* _TASK_
Rewrite the data from the line with "Spot the rocky marble" through the end of the data, replacing "marble" with "stone" and leaving everything else unchanged. Give only those lines.
::: DATASET ENTRIES :::
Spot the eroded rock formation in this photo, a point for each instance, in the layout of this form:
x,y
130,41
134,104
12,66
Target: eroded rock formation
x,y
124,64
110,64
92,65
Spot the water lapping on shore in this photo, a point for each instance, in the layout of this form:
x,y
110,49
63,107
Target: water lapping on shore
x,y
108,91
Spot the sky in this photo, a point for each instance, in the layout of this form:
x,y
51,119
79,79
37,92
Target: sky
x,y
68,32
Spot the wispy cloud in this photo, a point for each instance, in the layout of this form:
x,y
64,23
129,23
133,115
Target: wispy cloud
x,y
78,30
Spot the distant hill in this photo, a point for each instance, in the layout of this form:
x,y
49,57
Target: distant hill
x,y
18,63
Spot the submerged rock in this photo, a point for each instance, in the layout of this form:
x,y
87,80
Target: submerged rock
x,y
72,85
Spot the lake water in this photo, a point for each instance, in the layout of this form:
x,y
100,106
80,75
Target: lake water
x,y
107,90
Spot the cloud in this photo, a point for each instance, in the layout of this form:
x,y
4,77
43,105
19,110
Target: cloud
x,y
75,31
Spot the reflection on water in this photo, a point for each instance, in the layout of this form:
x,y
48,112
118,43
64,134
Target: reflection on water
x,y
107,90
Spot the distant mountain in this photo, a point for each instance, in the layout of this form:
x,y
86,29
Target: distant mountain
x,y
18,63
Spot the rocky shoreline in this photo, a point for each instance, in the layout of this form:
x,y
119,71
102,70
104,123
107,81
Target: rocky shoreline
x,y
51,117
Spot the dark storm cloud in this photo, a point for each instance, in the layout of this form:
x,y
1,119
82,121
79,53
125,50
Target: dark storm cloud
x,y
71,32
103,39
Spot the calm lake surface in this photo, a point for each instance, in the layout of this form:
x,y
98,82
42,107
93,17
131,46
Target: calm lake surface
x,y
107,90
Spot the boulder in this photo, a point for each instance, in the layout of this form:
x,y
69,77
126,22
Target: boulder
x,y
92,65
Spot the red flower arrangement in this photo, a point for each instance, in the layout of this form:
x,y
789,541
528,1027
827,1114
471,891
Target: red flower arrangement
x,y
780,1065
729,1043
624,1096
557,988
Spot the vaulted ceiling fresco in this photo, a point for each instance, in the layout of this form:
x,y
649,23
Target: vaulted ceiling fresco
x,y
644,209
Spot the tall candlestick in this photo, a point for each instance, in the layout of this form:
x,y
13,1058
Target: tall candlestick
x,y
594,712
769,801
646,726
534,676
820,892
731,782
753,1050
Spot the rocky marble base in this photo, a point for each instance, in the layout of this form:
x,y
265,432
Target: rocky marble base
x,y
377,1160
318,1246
:::
* _RESPONSE BELOW_
Spot the rocky stone base in this photo, a point for each instance, in the layout of this form:
x,y
265,432
Target: rocky stone base
x,y
377,1160
318,1246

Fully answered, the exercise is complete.